Count the lines in the items below that contain the string "black", treating uppercase and lowercase as different. Reply with the number alone.
++++
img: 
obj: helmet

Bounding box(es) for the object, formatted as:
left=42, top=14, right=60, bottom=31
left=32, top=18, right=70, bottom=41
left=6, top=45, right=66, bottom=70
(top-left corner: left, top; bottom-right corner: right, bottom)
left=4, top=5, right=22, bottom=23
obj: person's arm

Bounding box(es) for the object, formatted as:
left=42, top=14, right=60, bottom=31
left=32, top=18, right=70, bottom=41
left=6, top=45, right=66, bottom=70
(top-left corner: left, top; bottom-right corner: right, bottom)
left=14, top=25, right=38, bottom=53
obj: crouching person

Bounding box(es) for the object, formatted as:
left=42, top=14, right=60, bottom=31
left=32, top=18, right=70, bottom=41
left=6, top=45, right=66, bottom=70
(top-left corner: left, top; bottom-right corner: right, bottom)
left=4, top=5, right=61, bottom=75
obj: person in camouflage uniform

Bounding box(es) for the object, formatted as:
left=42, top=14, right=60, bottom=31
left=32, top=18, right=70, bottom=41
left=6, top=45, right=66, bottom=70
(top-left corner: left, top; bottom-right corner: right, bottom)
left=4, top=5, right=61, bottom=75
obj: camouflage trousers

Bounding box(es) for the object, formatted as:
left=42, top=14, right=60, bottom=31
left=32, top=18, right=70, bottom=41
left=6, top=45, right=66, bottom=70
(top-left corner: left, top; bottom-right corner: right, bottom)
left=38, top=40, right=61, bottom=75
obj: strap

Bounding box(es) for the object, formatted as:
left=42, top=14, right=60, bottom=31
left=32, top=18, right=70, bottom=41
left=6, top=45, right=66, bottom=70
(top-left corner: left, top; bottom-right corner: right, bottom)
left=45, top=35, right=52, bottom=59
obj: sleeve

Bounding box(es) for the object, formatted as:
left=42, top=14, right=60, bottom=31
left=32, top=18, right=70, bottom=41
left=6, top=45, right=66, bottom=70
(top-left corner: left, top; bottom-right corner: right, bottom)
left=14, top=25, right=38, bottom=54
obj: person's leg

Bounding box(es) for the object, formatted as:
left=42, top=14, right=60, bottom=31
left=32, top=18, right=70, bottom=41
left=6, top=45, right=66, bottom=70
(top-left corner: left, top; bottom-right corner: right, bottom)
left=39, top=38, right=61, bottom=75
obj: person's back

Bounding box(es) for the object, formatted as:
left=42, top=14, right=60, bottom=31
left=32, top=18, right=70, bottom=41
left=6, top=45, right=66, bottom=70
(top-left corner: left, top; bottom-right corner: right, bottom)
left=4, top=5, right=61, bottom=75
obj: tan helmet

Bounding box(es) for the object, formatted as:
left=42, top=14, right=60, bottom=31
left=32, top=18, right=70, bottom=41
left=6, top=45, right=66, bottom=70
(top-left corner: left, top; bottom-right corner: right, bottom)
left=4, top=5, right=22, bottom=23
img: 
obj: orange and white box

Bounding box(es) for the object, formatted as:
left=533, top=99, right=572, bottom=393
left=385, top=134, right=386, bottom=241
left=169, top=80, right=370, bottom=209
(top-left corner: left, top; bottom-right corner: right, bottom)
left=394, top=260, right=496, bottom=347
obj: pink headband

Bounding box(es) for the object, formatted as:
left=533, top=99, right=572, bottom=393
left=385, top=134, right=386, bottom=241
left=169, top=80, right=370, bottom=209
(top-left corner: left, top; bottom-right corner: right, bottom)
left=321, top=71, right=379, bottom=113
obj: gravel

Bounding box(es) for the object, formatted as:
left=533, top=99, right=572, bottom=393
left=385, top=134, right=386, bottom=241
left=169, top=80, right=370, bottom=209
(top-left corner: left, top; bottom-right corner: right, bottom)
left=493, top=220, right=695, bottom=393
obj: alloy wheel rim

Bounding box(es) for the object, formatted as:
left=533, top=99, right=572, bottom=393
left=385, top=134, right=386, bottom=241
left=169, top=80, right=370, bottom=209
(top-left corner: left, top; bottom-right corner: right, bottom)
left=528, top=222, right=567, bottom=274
++++
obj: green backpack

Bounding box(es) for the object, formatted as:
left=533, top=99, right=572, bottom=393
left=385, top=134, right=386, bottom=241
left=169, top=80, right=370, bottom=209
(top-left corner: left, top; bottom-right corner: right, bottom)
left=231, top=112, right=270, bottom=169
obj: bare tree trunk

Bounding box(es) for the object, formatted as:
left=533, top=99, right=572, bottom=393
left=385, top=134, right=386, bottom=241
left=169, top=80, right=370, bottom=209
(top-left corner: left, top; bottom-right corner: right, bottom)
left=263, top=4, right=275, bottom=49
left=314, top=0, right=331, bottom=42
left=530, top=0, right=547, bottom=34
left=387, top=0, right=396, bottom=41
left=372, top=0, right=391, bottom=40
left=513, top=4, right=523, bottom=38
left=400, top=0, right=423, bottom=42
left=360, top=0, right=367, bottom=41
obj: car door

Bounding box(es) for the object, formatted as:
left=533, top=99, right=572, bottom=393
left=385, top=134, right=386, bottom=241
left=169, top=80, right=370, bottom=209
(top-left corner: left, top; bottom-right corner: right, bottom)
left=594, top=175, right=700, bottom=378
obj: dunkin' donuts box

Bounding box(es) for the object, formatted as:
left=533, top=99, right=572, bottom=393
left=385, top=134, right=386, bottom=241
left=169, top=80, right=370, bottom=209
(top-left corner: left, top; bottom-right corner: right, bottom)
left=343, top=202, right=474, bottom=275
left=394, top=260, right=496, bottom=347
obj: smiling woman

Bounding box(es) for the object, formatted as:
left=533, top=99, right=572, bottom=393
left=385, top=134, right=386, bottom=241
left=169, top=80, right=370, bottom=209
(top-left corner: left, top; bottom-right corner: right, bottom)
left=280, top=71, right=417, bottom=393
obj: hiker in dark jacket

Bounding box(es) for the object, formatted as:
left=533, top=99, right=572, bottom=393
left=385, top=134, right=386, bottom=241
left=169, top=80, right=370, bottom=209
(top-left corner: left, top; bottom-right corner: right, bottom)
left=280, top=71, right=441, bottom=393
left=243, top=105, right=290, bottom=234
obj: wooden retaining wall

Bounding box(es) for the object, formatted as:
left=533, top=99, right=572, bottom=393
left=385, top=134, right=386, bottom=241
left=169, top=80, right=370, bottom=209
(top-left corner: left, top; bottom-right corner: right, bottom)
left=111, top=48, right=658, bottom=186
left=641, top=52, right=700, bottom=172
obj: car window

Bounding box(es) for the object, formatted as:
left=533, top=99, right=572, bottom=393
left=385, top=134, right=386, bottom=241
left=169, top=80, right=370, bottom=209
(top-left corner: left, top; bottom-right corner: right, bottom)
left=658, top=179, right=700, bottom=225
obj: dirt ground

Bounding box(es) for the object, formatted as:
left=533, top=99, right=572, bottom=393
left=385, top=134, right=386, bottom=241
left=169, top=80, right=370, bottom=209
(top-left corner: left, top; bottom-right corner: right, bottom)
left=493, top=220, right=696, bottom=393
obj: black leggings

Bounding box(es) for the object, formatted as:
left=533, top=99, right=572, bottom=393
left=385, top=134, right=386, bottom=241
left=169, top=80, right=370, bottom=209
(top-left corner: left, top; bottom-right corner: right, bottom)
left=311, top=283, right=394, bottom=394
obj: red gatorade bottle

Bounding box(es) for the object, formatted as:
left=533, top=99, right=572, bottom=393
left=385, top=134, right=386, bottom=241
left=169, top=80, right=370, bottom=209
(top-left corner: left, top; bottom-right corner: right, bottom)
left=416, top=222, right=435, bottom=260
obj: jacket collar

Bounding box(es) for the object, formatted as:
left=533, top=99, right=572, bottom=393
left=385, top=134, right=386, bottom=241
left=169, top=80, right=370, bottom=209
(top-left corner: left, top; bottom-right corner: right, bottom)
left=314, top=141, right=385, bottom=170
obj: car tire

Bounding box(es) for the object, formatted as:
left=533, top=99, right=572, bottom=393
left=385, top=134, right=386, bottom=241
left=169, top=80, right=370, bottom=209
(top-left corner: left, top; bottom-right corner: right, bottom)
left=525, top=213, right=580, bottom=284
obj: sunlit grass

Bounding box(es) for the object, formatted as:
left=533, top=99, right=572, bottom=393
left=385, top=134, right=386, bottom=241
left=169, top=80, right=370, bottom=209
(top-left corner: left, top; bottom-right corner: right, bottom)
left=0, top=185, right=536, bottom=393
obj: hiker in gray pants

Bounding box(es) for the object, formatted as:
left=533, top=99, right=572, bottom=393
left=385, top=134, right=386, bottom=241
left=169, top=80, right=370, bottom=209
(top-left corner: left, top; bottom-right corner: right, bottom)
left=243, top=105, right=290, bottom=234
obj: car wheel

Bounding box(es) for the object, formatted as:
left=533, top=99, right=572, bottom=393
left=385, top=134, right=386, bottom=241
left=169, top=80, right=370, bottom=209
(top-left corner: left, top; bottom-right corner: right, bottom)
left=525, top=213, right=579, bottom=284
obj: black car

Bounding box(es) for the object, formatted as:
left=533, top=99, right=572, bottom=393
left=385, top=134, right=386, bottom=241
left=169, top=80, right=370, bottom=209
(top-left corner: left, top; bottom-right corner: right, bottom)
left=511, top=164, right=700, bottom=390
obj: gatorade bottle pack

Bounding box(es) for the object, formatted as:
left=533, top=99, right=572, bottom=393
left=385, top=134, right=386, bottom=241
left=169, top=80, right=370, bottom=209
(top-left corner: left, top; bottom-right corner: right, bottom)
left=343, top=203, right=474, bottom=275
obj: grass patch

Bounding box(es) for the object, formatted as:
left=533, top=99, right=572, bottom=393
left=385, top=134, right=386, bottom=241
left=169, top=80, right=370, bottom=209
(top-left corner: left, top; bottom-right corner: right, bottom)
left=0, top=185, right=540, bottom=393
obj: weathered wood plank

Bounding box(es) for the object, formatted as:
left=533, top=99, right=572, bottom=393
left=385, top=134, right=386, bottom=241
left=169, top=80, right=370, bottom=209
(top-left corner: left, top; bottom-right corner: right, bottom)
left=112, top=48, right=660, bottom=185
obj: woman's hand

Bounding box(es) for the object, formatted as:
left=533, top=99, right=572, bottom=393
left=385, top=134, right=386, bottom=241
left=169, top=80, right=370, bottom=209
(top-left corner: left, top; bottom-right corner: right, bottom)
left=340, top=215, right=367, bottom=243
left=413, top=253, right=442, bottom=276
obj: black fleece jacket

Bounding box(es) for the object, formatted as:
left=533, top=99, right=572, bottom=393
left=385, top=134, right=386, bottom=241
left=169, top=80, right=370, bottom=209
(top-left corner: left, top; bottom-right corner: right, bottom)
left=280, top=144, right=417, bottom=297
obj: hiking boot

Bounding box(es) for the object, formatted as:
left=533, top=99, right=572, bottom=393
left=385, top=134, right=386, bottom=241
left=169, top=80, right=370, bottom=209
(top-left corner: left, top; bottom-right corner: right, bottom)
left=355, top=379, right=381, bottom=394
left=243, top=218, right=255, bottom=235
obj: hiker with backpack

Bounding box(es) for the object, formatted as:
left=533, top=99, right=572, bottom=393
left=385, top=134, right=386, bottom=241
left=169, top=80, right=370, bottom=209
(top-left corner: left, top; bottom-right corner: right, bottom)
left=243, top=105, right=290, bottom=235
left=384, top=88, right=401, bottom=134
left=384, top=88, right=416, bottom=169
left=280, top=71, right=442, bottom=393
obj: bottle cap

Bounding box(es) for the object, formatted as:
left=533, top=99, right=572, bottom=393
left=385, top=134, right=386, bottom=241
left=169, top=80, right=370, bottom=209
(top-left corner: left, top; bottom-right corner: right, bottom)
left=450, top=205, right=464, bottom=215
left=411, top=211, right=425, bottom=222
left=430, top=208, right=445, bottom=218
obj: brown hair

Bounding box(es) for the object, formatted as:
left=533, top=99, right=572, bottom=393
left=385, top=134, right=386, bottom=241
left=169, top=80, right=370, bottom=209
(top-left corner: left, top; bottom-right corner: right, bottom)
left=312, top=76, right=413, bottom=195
++++
**The result**
3